> _Stated exercise_
Count the lines in the records below that contain the string "fallen", treating uppercase and lowercase as different, and reply with the number alone.

START Raw records

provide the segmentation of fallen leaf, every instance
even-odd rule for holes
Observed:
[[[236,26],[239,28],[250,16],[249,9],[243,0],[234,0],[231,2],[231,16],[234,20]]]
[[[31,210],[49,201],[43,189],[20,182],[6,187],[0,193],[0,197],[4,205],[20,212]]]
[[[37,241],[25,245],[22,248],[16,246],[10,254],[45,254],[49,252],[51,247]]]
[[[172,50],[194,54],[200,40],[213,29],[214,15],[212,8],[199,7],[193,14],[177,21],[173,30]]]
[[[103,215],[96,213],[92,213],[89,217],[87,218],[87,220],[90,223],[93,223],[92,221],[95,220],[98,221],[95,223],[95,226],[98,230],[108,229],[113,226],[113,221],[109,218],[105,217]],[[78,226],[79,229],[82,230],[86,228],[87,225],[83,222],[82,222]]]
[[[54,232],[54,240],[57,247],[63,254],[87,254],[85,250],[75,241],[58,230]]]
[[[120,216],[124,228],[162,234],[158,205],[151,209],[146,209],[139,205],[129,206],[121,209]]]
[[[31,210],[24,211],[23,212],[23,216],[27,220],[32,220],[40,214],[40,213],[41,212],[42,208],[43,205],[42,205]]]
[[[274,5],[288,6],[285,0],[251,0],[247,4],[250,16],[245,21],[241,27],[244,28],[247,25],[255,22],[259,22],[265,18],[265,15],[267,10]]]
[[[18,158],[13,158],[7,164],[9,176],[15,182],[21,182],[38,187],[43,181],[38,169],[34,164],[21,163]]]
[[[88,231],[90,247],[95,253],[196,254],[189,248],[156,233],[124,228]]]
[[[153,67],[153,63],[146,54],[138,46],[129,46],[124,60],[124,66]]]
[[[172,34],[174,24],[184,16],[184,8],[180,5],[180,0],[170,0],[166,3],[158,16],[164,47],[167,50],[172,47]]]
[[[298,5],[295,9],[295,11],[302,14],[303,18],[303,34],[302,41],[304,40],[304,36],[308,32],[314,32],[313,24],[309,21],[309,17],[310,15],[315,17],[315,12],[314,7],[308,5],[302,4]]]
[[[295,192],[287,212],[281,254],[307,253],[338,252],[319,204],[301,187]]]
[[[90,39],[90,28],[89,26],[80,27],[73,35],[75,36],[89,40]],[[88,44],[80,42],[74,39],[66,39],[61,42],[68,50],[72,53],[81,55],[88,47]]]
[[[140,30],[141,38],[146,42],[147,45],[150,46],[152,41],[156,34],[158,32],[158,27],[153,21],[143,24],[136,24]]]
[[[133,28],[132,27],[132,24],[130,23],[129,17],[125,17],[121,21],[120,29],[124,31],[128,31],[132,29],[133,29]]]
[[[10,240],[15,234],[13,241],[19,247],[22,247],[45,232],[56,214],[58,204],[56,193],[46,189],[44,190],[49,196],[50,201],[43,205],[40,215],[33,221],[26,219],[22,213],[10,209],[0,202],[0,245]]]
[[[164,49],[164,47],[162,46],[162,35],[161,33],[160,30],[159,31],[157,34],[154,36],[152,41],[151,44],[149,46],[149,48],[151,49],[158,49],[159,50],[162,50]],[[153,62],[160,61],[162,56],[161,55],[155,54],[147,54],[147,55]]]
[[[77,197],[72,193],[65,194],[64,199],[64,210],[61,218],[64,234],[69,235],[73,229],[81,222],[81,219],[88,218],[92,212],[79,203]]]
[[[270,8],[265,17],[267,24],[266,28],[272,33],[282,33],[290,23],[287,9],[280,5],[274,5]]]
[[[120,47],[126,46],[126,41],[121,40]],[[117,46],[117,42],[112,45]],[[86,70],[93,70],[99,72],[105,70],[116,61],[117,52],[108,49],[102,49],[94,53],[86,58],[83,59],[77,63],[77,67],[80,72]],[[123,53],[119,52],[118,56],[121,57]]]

END Raw records

> _Result_
1